# Given text
More elderly flat owners are likely to be interested in the Lease Buyback Scheme if they have a choice of how many years of their lease to retain and how many to sell back to the Government, said property experts.
But they also warned about allowing too much flexibility and suggested pegging such options to the flat owner's age.
On Sunday, National Development Minister Khaw Boon Wan said that the Government is looking at ways to create more flexibility in the Lease Buyback Scheme.
Currently, the scheme lets Housing Board flat owners keep 30 years of their lease and sell the rest back to the HDB.
The sales proceeds are used to top up their Central Provident Fund (CPF) Retirement Accounts, with any extra being received in cash.
Mr Khaw said his ministry is studying whether elderly flat owners may be given the option to retain more or fewer years on their flat's lease.
A longer lease would mean that flat owners do not have to worry about outliving the 30 years.
A shorter lease would let them get more cash upfront.
Details of the changes are set to be announced this week.
Experts were upbeat about the the proposed move, but highlighted the need for safeguards.
Offering a shorter lease to an 80-year-old, for instance, will free up more cash for these older flat owners who might have more medical costs, said R'ST Research director Ong Kah Seng.
But allowing too short a lease to be left on the flat runs the risk that flat owners will outlive it.
"I believe that there should be a minimum cap on how many years the owner can retain, and the cap should be adjusted according to their age," said OrangeTee managing director Steven Tan.
If too much flexibility is offered, he added, some might take advantage of it by keeping a very short lease and counting on the Government to not evict them.
The Government has guaranteed that no elderly Singaporean will be made homeless under this scheme.
"But this guarantee will cost taxpayers' money to fulfil" if many flat owners do outlive their leases, noted SLP International Property Consultants' head of research Nicholas Mak.
Mr Ong thought that the target age should rely on projections by medical, elder-care and sociology experts on possible life expectancies in the coming decades.
The Lease Buyback Scheme is one of several options which four-room flat owner Teo Hup Seng, 71, is considering.
The retiree, who lives with his 66-year-old wife, welcomed the option of keeping a shorter lease: "It would be good if they allowed it. Thirty years is more than enough for us."

# Problem set
a) In the article on the Lease Buyback Scheme, how many years of their lease do Housing Board flat owners currently keep under the scheme?
b) From the article on the Lease Buyback Scheme, reproduce the passage that begins with the words "Mr Ong thought" and ends after the words "the coming decades.".
The recorded data play no part in this work.

Recorded data

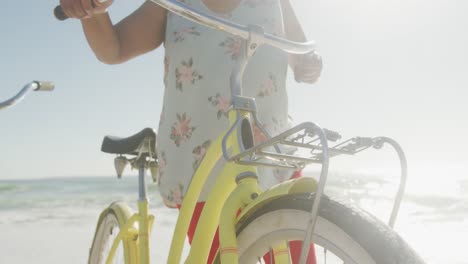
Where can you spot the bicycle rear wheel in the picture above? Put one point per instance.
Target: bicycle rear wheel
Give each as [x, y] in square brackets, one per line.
[109, 225]
[350, 234]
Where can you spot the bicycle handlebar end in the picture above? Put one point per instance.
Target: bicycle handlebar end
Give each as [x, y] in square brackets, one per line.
[59, 14]
[44, 86]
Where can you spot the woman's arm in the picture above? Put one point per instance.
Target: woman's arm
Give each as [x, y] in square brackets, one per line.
[140, 32]
[307, 68]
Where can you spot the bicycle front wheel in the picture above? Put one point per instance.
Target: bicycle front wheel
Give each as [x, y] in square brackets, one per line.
[111, 221]
[346, 234]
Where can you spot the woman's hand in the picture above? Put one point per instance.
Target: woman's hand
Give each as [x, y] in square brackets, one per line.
[307, 67]
[84, 8]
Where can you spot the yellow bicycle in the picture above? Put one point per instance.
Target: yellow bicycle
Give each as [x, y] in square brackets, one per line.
[268, 220]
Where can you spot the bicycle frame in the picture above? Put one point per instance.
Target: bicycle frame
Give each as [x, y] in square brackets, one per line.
[144, 221]
[236, 187]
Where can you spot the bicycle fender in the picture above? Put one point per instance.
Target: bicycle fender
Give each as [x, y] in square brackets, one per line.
[299, 185]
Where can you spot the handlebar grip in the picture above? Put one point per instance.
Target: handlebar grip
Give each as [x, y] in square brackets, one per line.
[332, 135]
[44, 86]
[59, 14]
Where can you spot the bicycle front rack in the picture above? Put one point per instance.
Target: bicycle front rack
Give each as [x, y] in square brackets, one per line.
[309, 150]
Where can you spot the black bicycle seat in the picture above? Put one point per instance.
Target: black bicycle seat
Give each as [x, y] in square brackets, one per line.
[128, 145]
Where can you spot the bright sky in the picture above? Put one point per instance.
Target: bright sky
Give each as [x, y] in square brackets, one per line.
[396, 68]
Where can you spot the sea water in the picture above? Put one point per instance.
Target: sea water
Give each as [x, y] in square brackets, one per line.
[44, 220]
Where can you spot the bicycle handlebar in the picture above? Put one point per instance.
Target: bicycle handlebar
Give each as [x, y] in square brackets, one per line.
[32, 86]
[217, 23]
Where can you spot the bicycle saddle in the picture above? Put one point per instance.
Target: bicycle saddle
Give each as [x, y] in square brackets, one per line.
[129, 145]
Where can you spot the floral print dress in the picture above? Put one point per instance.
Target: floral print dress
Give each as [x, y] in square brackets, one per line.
[198, 63]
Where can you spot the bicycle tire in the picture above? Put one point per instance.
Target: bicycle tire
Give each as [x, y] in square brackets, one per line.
[348, 232]
[109, 224]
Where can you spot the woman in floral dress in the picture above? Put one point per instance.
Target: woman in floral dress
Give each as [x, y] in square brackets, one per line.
[198, 63]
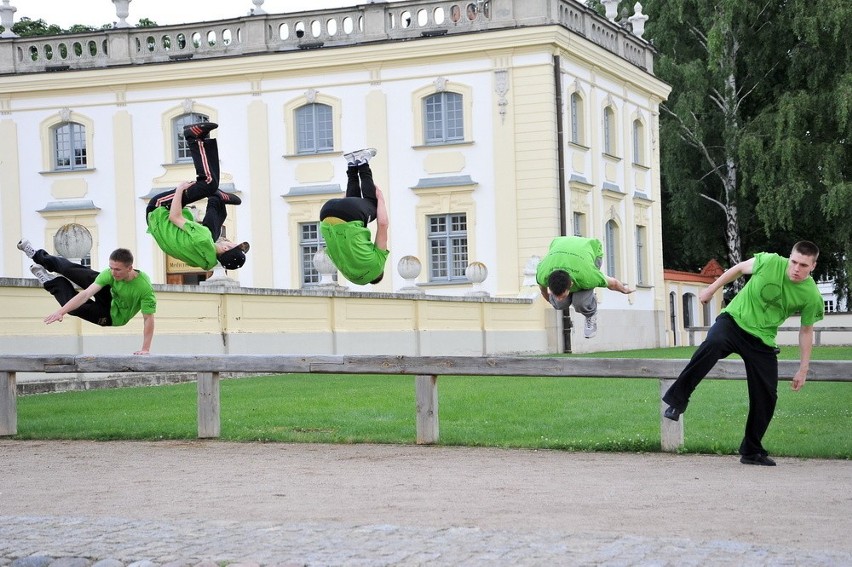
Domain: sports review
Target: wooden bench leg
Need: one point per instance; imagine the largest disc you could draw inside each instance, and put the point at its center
(426, 391)
(8, 404)
(671, 432)
(209, 423)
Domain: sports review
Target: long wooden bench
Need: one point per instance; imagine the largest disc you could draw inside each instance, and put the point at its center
(425, 369)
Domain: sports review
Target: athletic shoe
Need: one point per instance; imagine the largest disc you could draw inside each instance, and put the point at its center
(229, 198)
(672, 413)
(757, 459)
(41, 274)
(200, 130)
(360, 157)
(591, 327)
(27, 248)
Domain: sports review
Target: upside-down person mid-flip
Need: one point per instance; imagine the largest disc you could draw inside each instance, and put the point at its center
(343, 223)
(174, 227)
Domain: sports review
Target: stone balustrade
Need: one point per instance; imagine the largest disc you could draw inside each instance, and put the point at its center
(273, 33)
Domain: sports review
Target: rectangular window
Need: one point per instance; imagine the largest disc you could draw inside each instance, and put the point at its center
(182, 153)
(314, 129)
(575, 118)
(641, 261)
(638, 143)
(310, 242)
(447, 247)
(579, 224)
(609, 131)
(70, 146)
(444, 118)
(611, 237)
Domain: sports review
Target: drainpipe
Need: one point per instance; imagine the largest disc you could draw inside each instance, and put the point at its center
(560, 175)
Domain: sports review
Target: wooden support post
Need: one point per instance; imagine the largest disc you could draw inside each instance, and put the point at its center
(426, 393)
(209, 423)
(8, 404)
(671, 432)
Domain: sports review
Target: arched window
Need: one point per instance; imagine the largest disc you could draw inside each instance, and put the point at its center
(444, 118)
(314, 129)
(182, 154)
(69, 146)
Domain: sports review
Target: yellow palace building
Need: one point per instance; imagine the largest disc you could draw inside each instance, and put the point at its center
(498, 125)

# Problem solutions
a) 30 years

b)
Mr Ong thought that the target age should rely on projections by medical, elder-care and sociology experts on possible life expectancies in the coming decades.